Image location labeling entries
##########
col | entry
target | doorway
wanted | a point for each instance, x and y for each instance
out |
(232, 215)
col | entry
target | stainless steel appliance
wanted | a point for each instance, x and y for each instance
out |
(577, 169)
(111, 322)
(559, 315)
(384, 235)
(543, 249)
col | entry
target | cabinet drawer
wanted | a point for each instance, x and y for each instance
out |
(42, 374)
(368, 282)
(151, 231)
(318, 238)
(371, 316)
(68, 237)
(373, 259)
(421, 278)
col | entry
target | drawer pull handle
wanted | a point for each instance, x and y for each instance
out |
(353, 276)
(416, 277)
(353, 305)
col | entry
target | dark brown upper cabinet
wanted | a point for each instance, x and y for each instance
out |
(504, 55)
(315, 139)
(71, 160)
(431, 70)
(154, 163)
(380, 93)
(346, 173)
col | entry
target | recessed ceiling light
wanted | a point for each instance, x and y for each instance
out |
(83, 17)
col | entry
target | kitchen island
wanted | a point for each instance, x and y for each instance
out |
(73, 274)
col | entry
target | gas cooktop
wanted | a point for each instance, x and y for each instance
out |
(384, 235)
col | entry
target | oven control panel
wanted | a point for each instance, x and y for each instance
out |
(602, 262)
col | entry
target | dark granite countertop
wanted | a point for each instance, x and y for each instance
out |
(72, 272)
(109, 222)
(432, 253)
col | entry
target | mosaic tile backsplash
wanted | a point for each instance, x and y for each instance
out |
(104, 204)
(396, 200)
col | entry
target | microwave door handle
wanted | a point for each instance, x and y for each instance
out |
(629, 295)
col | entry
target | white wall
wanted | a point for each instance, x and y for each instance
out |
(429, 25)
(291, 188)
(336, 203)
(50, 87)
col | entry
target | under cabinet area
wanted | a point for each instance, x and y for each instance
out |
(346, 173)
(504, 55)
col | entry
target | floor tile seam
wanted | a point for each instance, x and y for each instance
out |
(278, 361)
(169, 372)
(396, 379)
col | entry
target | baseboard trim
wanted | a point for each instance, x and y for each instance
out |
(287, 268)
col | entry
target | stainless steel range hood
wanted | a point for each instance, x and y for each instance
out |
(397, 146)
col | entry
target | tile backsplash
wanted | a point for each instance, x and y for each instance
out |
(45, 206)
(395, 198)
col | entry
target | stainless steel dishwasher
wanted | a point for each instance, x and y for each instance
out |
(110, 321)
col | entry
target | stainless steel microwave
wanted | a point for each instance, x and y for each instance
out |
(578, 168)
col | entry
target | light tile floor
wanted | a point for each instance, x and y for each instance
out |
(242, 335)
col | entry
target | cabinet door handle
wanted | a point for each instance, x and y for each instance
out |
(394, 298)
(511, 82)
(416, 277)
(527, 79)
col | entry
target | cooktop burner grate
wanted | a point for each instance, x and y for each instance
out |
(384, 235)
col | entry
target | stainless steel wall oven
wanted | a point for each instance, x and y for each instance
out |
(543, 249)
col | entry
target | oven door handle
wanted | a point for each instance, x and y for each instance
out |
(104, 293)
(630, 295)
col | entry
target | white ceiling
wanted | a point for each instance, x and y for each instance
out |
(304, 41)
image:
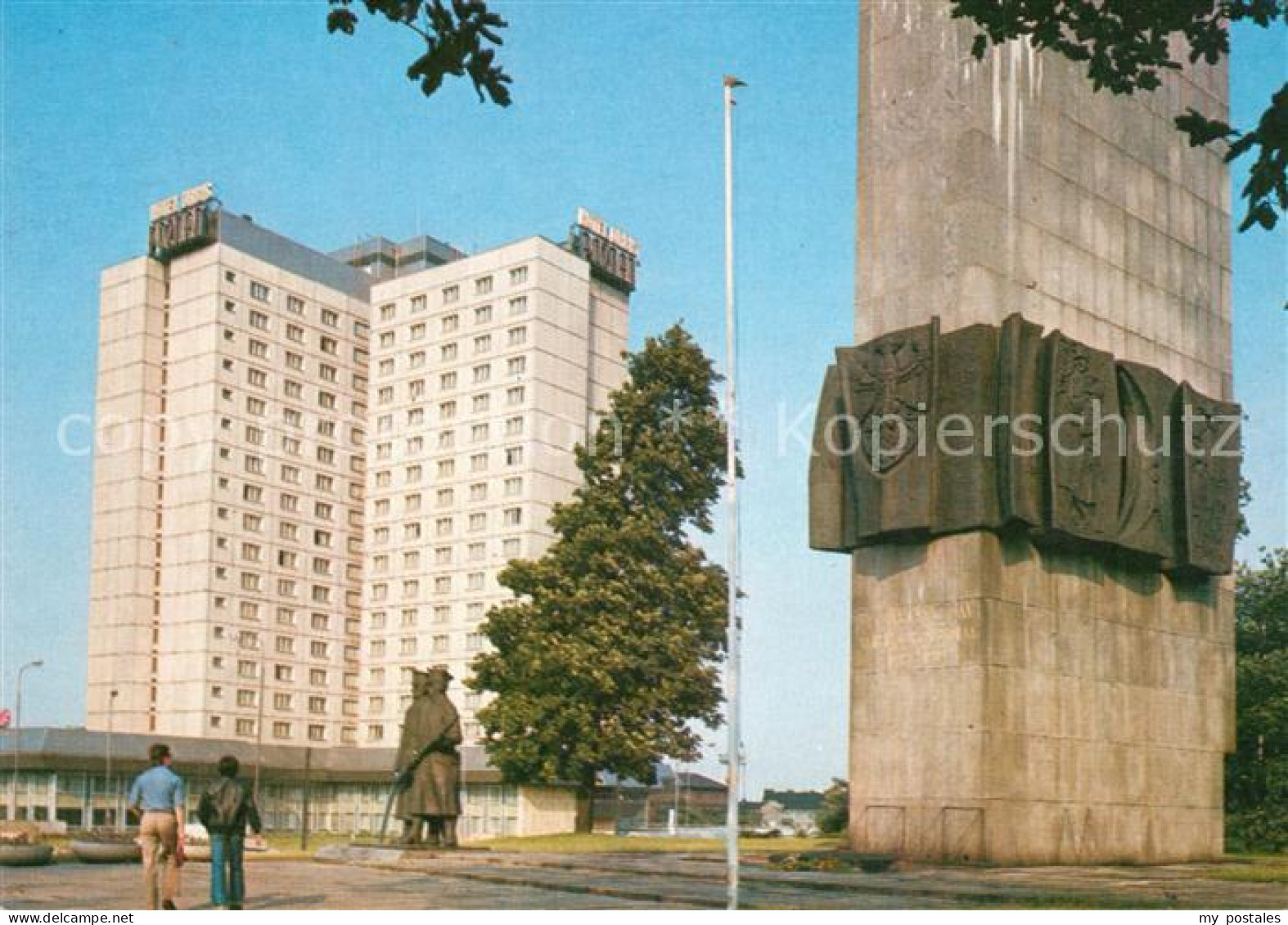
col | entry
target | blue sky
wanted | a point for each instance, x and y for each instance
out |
##########
Quote every record above exactly, leaving out any pictures.

Response to this task>
col | entry
target | doorway
wanted | a point for each instance, x and y for each instance
out |
(232, 215)
col | entry
target | stainless steel appliance
wanted | a point for each instance, x and y for each instance
out |
(577, 169)
(111, 322)
(559, 315)
(384, 235)
(543, 249)
col | entry
target | cabinet drawer
wanted | a point for each instance, x and y for each instance
out |
(42, 374)
(368, 282)
(151, 231)
(318, 238)
(371, 316)
(68, 237)
(373, 259)
(421, 278)
col | entry
target | drawer pull handle
wanted | a point for each instance, x and y for each instance
out |
(353, 276)
(416, 277)
(353, 305)
col | entry
target | dark brown upper cabinet
wanted | a point for each instance, x and y for each instance
out |
(504, 55)
(315, 139)
(71, 160)
(431, 70)
(154, 163)
(380, 93)
(346, 173)
col | entry
target | recessed ceiling light
wanted | a point for each instance, x and y for each instance
out |
(83, 17)
col | entry
target | kitchen island
wanted | a point for each instance, x and y for each instance
out |
(73, 274)
col | entry
target | gas cooktop
wanted | a point for each instance, x and y for each instance
out |
(384, 235)
col | entry
target | oven control panel
wanted | a point for each instance, x and y for each instance
out |
(602, 262)
col | entry
target | dark granite countertop
wanted | a point for each instance, x and y for each instance
out |
(72, 272)
(109, 222)
(432, 253)
col | entry
target | mosaic tile backsplash
wanted | a point for each instance, x and y for each instance
out |
(104, 204)
(396, 200)
col | entry
target | microwave door handle
wanted | a point for each instance, x and y for each instance
out |
(629, 295)
col | entry
target | white wall
wanted | a point for each instance, x and y for each instance
out |
(429, 25)
(291, 188)
(336, 203)
(50, 87)
col | entry
target | under cabinet area
wanted | a point for each instance, x and y for each instance
out |
(346, 173)
(504, 55)
col | entry
target | floor tile seam
wanted | a point for each instance, x and y for each instance
out |
(278, 361)
(169, 372)
(396, 379)
col | entry
target | baseboard trim
wanted | a point for each instance, x and y for each instance
out |
(287, 268)
col | entry
target | stainless steel range hood
wanted | a point for each instance, x and y for each instance
out |
(397, 146)
col | entry
target | tile backsplash
wanted | a point for each instance, x and y for each instance
out |
(45, 206)
(395, 198)
col | entry
target | stainless steel dishwasher
wanted | a point for each instance, x and y for each instance
out |
(110, 321)
col | entry
target | stainless steel microwave
wanted | a point for each instance, x and y for each instance
out |
(578, 168)
col | entry
target | light tile floor
wanted | a point for each instance, x and y for each instance
out |
(242, 335)
col | entry
target | cabinet door handle
wanted | a point for each instance, x and y for each instance
out |
(394, 298)
(511, 82)
(416, 277)
(527, 79)
col | entry
target | cooktop burner grate
wanted | a point for each instance, x and y for each instance
out |
(384, 235)
col | entry
target | stainless steel wall oven
wanted | a point for each instance, x and y for each instance
out |
(543, 249)
col | entry
target | oven door handle
wanted | a point for each instance, x and y for each instance
out |
(104, 293)
(630, 295)
col | entry
target | white ceiling
wanted | a point for each instance, x and y for each instance
out |
(304, 41)
image:
col | entry
target | blue sky
wanted | a point for each instance, x and y for each instance
out |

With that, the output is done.